About this exercise – The line holding "the white garage" and every line after it through the end of the entries below: retype these exactly and nothing more.

(Beginning of Excerpted data)

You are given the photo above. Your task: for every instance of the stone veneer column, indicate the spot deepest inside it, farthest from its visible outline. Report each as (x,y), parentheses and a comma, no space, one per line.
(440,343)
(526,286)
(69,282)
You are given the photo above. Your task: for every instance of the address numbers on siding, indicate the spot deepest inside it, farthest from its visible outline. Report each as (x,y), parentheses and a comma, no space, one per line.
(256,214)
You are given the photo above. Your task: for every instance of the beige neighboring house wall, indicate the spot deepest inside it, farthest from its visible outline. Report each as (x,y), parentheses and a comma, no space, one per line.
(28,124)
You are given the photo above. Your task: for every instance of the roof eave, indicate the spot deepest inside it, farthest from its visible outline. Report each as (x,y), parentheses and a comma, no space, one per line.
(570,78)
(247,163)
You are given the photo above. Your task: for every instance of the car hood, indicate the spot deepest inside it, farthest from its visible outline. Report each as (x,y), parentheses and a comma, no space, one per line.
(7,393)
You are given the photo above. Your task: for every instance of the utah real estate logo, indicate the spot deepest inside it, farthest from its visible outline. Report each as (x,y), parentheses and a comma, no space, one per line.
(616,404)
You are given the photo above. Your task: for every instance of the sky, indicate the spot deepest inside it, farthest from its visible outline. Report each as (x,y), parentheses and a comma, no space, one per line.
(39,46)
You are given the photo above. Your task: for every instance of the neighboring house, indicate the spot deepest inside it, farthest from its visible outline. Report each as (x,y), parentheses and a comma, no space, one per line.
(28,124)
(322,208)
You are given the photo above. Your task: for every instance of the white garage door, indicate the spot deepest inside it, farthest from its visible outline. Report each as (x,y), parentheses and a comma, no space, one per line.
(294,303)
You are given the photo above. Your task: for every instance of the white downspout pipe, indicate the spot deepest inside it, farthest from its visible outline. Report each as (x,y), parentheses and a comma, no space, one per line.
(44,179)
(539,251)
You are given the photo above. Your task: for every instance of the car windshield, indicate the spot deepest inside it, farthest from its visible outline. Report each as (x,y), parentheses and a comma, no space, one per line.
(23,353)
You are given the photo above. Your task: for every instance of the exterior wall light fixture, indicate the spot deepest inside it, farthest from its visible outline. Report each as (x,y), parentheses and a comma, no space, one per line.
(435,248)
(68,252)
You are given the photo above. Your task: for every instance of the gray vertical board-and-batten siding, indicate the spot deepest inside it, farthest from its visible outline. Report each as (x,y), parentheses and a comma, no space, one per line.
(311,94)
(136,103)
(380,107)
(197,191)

(End of Excerpted data)

Exercise response –
You are given the photo above. Your task: for every instance of the white garage door, indicate the spot deepest inside it, farthest from its visible outline. Report each as (x,y), parentheses and a comma, no space, one per line.
(294,303)
You are given the photo above. Your task: for every instance of the white downspout pipe, indicate the spot deepest inside it, farthest from its visible outline. Report each as (x,y), parentheses and a comma, no space, one per line.
(44,179)
(539,251)
You are given the photo above. Your task: for every instance of the car windshield, indicate the spot deepest inside it, farthest from its visible outline. Report each as (x,y), parentheses and a comma, no space, one per line.
(23,353)
You are given the photo above. Your task: for every instance of the exterior wall light fixture, indicate the spot deepest inside it, farthest from its visible outline. Report each as (x,y), parentheses and a comma, no space, one per line.
(435,248)
(68,252)
You are given the photo above. Your task: for every instance of the gray vertical board-and-batten siding, indicate the spot deepest inside it, farthest from its visible outline. Report each as (x,y), parentheses and a comma, no space, one per line.
(311,94)
(136,103)
(380,107)
(197,191)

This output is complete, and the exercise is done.